• **Quoted passage**:
Big Theological Questions that Science Fiction Should Answer

October 12th, 2012Top Story

Big Theological Questions that Science Fiction Should Answer

By Charlie Jane Anders

Big Theological Questions that Science Fiction Should AnswerWe love it when science fiction gets cosmic. And some of science fiction's greatest creators have proved, over the years, that science fiction doesn't have stay away from big religious topics — as long as you avoid some basic mistakes. In fact, science fiction can say things about the nature of the universe, and the Divine, that plain old theological texts just can't.

We asked five theologians what questions they would like to see science fiction tackle — and here's what they told us.

Images by Dinyctis/Deviant Art.

One thing's clear once you start looking around: theologians love science fiction. They're writing books about SF and theology, they're doing conferences on the topic, and they're seeing SF as a great vehicle for looking at the huge questions in their field. (I was sad that I was unable to get in touch with Stephen May, an Anglican priest and professor who recently gave a talk on Iain M. Banks.)

Science fiction is great for proposing answers to huge questions, without being stymied by "theological firewalls," or having to stick to the rigor of formal philosophy, says Lorenzo DiTommaso, a religion professor at Concordia University.

Science fiction has a special power to explore theological questions because of its ability to "build well-imagined worlds," says Robert Geraci, a religion professor at Manhattan College and author of Apocalyptic A.I.: Visions of Heaven in Robotics, Artificial Intelligence, and Virtual Reality When you inhabit the worlds of a great SF author, you can experience ideas in a personal way, that's different than just reading about abstract ideas.

But also, science fiction authors don't have to give you the answer, says Geraci — they just have to raise the questions. He adds:

For example, Charlie Stross on the Singularity. His book Accelerando is, in some sense both criticism of and cheerleading for transhumanist expectations for the future. A theological text on transhumanism is almost certainly going to have to come down on one end of the spectrum or the other... [but] Stross gets to have it both ways.

Some science fiction and fantasy authors make their theological explorations more obviously, like Mary Doria Russell in the "Jesuits in Space" novel The Sparrow, says Davidson College's Fuji Lozada. But there are also obvious theological concerns in the work of people like Ursula K. Le Guin.

Adds Lozada:

Religions always have a conception of what it means to be human, and some science fiction writers have pushed the boundaries of what it means to be human in religious terms as well. Clearly, Philip K. Dick, Asimov, China Mieville, and even Data from Star Trek do this with cyborgs/robots, but [authors] like Kathleen Ann Goonan and Greg Bear have done it in terms of biotechnology. As a China specialist, I especially like Neal Stephenson's Diamond Age in terms of what it means to be human. I read it on my Palm phone while in Shanghai, and it was eerie how much I can see future and current Shanghai in it.

• **Directive a**:
Pull out every line in the rows below that contains the string "cabinet", copying each one as it appears.
The passage about science fiction and theology has nothing to do with the rows that come after it.

• **Data shown**:
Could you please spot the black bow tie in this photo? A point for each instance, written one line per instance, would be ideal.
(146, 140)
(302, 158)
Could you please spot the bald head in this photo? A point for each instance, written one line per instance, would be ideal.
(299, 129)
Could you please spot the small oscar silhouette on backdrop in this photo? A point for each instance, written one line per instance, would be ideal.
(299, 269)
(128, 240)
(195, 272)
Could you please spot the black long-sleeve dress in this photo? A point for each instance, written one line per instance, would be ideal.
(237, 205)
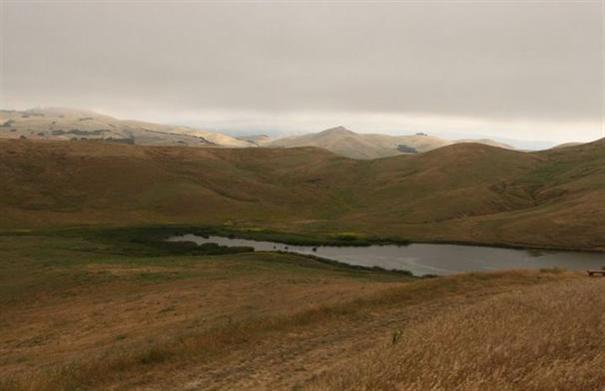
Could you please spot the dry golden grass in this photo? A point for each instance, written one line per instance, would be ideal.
(539, 338)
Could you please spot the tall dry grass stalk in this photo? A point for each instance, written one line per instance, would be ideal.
(533, 339)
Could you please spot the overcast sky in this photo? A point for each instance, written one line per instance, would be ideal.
(508, 69)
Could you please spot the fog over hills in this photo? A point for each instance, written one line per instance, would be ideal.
(347, 143)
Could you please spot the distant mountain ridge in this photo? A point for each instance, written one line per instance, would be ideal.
(70, 124)
(345, 142)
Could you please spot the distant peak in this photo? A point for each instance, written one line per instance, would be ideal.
(338, 130)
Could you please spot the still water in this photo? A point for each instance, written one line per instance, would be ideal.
(421, 259)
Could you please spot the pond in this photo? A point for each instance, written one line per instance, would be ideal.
(422, 259)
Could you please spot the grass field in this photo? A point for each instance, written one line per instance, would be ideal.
(91, 309)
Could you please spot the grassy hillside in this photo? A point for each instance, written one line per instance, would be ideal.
(463, 192)
(91, 310)
(68, 124)
(344, 142)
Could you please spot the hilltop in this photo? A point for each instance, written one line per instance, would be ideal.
(463, 192)
(69, 124)
(345, 142)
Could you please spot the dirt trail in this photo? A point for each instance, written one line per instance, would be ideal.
(291, 359)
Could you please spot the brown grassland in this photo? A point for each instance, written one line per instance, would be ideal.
(462, 193)
(77, 314)
(100, 306)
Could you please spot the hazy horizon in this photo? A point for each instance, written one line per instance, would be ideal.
(528, 71)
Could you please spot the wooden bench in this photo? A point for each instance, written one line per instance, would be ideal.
(595, 273)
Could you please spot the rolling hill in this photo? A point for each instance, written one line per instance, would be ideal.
(68, 124)
(462, 193)
(347, 143)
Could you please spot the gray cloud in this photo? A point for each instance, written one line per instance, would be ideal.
(496, 62)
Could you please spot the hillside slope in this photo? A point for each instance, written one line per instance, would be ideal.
(69, 124)
(347, 143)
(463, 192)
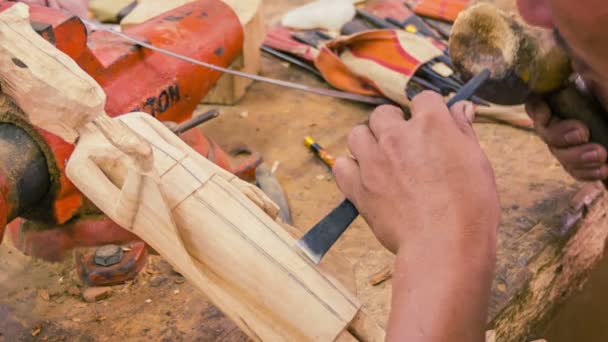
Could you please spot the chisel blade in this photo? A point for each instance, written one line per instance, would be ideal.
(317, 242)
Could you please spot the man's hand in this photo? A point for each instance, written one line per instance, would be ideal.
(568, 140)
(408, 175)
(428, 192)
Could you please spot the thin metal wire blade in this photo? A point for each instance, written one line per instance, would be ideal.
(285, 84)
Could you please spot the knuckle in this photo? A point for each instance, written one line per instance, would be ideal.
(391, 140)
(354, 137)
(427, 95)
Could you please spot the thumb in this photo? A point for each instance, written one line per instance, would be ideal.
(348, 177)
(463, 113)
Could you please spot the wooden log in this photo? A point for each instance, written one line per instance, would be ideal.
(215, 229)
(229, 89)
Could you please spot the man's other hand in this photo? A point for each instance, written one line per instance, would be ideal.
(568, 140)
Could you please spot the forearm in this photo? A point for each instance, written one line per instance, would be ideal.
(441, 286)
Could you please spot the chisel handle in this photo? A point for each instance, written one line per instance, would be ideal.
(318, 240)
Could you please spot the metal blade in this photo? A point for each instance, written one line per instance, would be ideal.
(319, 91)
(317, 242)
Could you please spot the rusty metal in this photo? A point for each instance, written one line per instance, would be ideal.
(195, 122)
(108, 255)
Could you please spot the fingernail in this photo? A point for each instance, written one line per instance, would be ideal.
(532, 107)
(575, 137)
(591, 156)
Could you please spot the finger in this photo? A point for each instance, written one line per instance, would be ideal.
(54, 4)
(539, 112)
(583, 156)
(463, 113)
(348, 177)
(590, 175)
(565, 133)
(429, 105)
(555, 132)
(362, 144)
(384, 118)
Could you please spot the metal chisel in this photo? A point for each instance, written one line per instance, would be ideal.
(318, 240)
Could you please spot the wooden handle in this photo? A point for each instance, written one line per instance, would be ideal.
(571, 103)
(52, 90)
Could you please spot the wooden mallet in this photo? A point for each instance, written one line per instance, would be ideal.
(524, 61)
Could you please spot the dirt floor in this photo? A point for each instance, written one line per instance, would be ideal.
(42, 302)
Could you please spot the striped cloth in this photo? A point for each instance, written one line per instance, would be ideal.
(378, 62)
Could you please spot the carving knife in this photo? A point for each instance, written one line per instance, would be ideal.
(318, 240)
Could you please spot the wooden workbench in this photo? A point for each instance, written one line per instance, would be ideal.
(553, 231)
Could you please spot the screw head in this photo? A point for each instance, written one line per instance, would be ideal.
(108, 255)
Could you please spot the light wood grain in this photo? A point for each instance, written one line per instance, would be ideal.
(60, 99)
(215, 229)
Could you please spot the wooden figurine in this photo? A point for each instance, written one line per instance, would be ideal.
(215, 229)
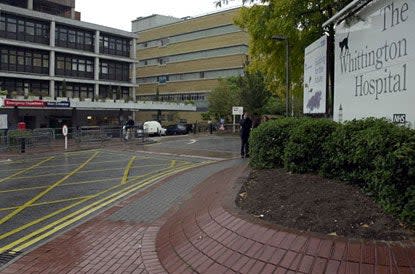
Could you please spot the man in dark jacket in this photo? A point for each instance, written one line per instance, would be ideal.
(246, 125)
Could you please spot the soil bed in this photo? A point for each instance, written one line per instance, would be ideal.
(311, 203)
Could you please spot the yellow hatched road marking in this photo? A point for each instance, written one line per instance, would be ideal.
(25, 170)
(127, 170)
(86, 182)
(68, 165)
(43, 193)
(56, 226)
(85, 171)
(5, 235)
(50, 202)
(68, 184)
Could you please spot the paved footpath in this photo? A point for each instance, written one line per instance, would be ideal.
(189, 224)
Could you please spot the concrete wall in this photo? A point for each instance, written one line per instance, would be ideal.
(152, 21)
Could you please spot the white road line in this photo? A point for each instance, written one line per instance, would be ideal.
(192, 141)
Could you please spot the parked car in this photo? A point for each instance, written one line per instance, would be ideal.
(154, 127)
(176, 129)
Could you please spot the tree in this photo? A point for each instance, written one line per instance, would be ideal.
(254, 93)
(223, 98)
(298, 20)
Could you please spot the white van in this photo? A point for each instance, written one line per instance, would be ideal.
(153, 127)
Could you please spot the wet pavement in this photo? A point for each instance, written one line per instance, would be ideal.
(183, 220)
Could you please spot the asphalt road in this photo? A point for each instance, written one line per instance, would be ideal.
(43, 196)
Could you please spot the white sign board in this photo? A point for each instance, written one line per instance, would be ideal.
(375, 63)
(3, 121)
(65, 130)
(237, 110)
(315, 60)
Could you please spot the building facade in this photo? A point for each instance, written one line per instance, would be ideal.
(54, 66)
(182, 59)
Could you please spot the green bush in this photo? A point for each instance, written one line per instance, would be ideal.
(375, 154)
(351, 150)
(408, 210)
(303, 152)
(267, 142)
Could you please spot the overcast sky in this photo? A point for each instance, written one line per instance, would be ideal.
(119, 14)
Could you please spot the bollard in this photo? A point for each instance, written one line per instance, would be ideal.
(22, 145)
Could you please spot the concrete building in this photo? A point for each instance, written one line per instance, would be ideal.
(55, 69)
(181, 59)
(49, 55)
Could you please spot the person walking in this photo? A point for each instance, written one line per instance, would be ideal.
(246, 125)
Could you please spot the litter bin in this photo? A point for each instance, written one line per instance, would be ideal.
(22, 127)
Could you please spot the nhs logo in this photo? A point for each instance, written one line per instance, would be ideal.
(399, 118)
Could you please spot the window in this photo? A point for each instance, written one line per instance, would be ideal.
(112, 70)
(114, 45)
(24, 29)
(81, 66)
(71, 36)
(24, 60)
(89, 66)
(11, 25)
(30, 28)
(69, 65)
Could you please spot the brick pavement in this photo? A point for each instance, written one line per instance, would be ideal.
(207, 234)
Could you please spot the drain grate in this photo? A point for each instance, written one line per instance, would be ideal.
(8, 256)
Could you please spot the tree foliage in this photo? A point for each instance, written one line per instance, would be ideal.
(254, 92)
(298, 20)
(223, 98)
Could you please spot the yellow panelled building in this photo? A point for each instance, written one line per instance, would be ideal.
(182, 60)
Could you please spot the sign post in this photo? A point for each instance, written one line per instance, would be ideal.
(315, 77)
(65, 133)
(3, 121)
(236, 111)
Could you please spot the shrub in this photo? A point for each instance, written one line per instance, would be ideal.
(303, 152)
(267, 142)
(351, 149)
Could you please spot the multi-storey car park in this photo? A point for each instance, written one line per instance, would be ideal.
(182, 59)
(56, 69)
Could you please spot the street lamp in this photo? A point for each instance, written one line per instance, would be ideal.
(280, 38)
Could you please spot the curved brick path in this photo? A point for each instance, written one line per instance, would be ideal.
(207, 234)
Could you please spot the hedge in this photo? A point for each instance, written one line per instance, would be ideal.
(373, 153)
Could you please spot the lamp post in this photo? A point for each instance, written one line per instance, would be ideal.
(280, 38)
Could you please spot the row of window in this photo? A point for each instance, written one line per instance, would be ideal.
(195, 55)
(19, 86)
(23, 29)
(35, 61)
(75, 39)
(213, 74)
(174, 97)
(190, 36)
(69, 65)
(29, 30)
(114, 92)
(76, 90)
(62, 89)
(111, 70)
(114, 45)
(24, 60)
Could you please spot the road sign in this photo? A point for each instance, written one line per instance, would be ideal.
(65, 133)
(237, 110)
(65, 130)
(3, 121)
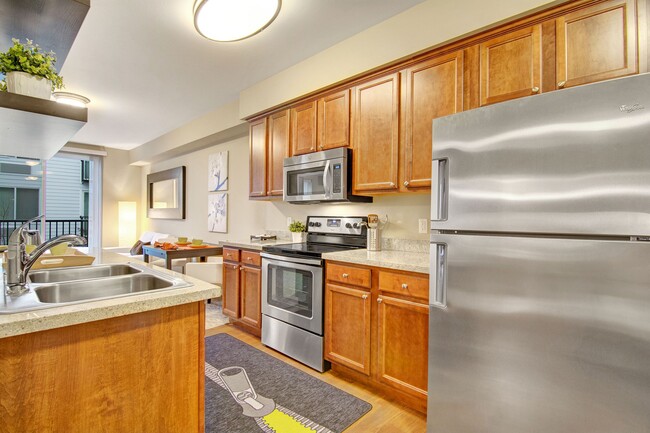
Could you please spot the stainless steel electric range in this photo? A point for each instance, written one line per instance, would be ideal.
(293, 287)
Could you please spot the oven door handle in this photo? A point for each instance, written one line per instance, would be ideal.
(284, 259)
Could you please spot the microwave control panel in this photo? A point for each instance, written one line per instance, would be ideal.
(337, 176)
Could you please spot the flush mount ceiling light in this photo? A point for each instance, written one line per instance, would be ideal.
(70, 99)
(233, 20)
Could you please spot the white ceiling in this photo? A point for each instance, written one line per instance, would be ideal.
(147, 71)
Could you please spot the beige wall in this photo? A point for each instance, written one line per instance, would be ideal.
(121, 182)
(246, 217)
(423, 26)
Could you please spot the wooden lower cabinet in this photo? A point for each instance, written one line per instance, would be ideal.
(142, 372)
(347, 318)
(242, 289)
(379, 335)
(402, 341)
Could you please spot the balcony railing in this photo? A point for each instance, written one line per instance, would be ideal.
(53, 228)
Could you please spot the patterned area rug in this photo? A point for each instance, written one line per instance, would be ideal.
(248, 391)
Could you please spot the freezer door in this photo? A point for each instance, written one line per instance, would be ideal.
(539, 335)
(571, 161)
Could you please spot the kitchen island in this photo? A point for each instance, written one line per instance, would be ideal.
(133, 363)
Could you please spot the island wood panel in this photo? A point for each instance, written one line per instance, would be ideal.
(278, 149)
(347, 327)
(511, 66)
(597, 43)
(257, 175)
(303, 128)
(434, 88)
(334, 120)
(251, 292)
(402, 342)
(142, 372)
(230, 291)
(375, 136)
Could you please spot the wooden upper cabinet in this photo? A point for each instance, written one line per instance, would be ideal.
(303, 128)
(257, 160)
(434, 88)
(334, 120)
(277, 150)
(597, 43)
(375, 135)
(511, 66)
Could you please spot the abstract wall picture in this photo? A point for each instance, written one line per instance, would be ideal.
(218, 213)
(218, 172)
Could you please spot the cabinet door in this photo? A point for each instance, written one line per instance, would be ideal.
(303, 128)
(347, 327)
(278, 149)
(230, 292)
(334, 120)
(596, 43)
(403, 339)
(257, 176)
(375, 137)
(511, 66)
(250, 291)
(433, 89)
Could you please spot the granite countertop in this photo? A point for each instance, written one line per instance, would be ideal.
(67, 315)
(253, 245)
(400, 260)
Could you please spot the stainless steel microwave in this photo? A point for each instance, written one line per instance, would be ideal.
(320, 177)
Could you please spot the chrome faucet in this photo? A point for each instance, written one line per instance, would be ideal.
(19, 262)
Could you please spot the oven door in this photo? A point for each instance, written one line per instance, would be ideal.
(292, 291)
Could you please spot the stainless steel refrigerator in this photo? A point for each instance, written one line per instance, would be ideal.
(540, 273)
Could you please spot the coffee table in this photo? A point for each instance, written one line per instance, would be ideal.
(181, 253)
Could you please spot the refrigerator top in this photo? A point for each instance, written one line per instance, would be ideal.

• **Directive b**:
Reproduce the part of the passage about science fiction and theology that begins at the words "For example, Charlie" and stops after "K. Le Guin.", putting "scale" in place of "spectrum".

• **Solution a**:
Could you please spot the wooden lower cabinet in this photo? A point for each instance, written one line per instance, would be ideal.
Could you please spot the wooden upper cabinet in this photo? A point for each instance, written one line per instance, would be ideal.
Could you please spot the cabinet door in this photo? A point for each instance, written one line per instance, would be ideal.

• **Solution b**:
For example, Charlie Stross on the Singularity. His book Accelerando is, in some sense both criticism of and cheerleading for transhumanist expectations for the future. A theological text on transhumanism is almost certainly going to have to come down on one end of the scale or the other... [but] Stross gets to have it both ways.

Some science fiction and fantasy authors make their theological explorations more obviously, like Mary Doria Russell in the "Jesuits in Space" novel The Sparrow, says Davidson College's Fuji Lozada. But there are also obvious theological concerns in the work of people like Ursula K. Le Guin.